→ Natural language region descriptions
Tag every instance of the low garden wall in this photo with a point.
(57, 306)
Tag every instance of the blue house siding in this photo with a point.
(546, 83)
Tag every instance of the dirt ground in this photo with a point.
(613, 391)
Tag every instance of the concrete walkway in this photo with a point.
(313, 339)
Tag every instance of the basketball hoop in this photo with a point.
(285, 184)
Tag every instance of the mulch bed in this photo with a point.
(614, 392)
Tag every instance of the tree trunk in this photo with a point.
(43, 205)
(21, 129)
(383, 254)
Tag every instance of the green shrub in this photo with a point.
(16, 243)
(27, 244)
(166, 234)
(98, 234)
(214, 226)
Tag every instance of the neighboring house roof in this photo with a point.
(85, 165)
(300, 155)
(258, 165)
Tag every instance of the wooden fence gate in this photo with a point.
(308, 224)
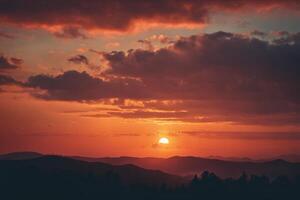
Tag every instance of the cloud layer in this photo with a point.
(120, 15)
(203, 78)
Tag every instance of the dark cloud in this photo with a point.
(7, 80)
(79, 59)
(70, 32)
(259, 33)
(204, 78)
(80, 86)
(120, 14)
(8, 64)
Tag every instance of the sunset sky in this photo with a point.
(111, 77)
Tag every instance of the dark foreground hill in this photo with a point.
(61, 178)
(194, 165)
(188, 166)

→ Work item
Type the records out again in full, exactly, with each picture omitted.

→ Solution
Tag every instance of the low garden wall in this photo with a point.
(57, 306)
Tag every instance of the blue house siding in this photo with a point.
(546, 83)
Tag every instance of the dirt ground in this photo with a point.
(613, 391)
Tag every instance of the concrete walkway in this photo with a point.
(313, 339)
Tag every instance of the basketball hoop in this photo with a point.
(285, 184)
Tag every instance of the mulch bed in this photo with a point.
(614, 392)
Tag every instance of the tree trunk in this photo with a point.
(43, 205)
(21, 129)
(383, 254)
Tag every instance of the green shrub in this photo with a point.
(16, 243)
(27, 244)
(166, 234)
(98, 234)
(214, 226)
Tag every instance of the neighboring house roof in this photo with a point.
(85, 165)
(300, 155)
(258, 165)
Tag every instance of the wooden fence gate in this photo with a point.
(308, 224)
Tag every instance of the cloud layer in this photo with a point.
(120, 15)
(203, 78)
Tag every instance of the dark cloud in this photo with a point.
(7, 80)
(79, 59)
(70, 32)
(259, 33)
(204, 78)
(80, 86)
(120, 14)
(8, 64)
Tag every instance of the sunset sky in this photo with a point.
(111, 77)
Tag every instance of the dark foreground hill in this photo with a point.
(61, 178)
(194, 165)
(188, 166)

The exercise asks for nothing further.